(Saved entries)
☆ ☆ ☆ ☆ ☆ ☆ ☆

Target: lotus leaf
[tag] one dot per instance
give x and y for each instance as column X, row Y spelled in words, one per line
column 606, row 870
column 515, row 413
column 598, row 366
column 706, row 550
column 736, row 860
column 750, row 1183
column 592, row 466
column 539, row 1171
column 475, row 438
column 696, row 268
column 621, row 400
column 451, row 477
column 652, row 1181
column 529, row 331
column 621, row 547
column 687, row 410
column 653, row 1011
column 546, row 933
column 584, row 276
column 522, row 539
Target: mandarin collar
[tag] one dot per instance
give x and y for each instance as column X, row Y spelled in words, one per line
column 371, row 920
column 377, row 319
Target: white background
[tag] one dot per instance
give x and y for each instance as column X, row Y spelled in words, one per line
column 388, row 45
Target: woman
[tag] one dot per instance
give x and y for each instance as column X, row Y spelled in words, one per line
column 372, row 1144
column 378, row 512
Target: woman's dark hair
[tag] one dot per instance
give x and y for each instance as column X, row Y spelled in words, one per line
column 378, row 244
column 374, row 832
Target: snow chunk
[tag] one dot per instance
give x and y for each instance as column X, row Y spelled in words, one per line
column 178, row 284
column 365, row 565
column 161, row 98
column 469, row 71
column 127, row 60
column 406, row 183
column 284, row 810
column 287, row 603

☆ ☆ ☆ ☆ ☆ ☆ ☆

*DESCRIPTION OF THE TASK*.
What you write must match the records above exactly, line for line.

*REPLY*.
Target: lotus leaf
[tag] one dot per instance
give x and y for each instance as column X, row Y spelled in words, one per line
column 606, row 870
column 515, row 413
column 598, row 366
column 706, row 550
column 736, row 860
column 750, row 1183
column 592, row 466
column 539, row 1171
column 475, row 438
column 696, row 268
column 621, row 400
column 451, row 477
column 652, row 1181
column 529, row 331
column 621, row 547
column 687, row 410
column 653, row 1011
column 546, row 933
column 584, row 276
column 522, row 539
Target: mandarin collar
[tag] one dot per instance
give x and y for each instance as column X, row Y spelled in words, one per line
column 371, row 920
column 377, row 319
Target: white background
[tag] one dot per instance
give x and y for each instance as column X, row Y spelled in words, one per line
column 388, row 45
Target: woman
[tag] one dot per instance
give x and y for each instance as column X, row Y spelled in words, one per line
column 372, row 1144
column 378, row 512
Target: woman's dark hair
[tag] one dot per instance
give x and y for each instance as column X, row Y spelled in words, one per line
column 378, row 244
column 374, row 832
Target: snow chunk
[tag] one dot per instance
give x and y for each instance as column X, row Y spelled in words, one per line
column 178, row 284
column 365, row 565
column 161, row 98
column 469, row 71
column 127, row 60
column 406, row 183
column 284, row 810
column 287, row 603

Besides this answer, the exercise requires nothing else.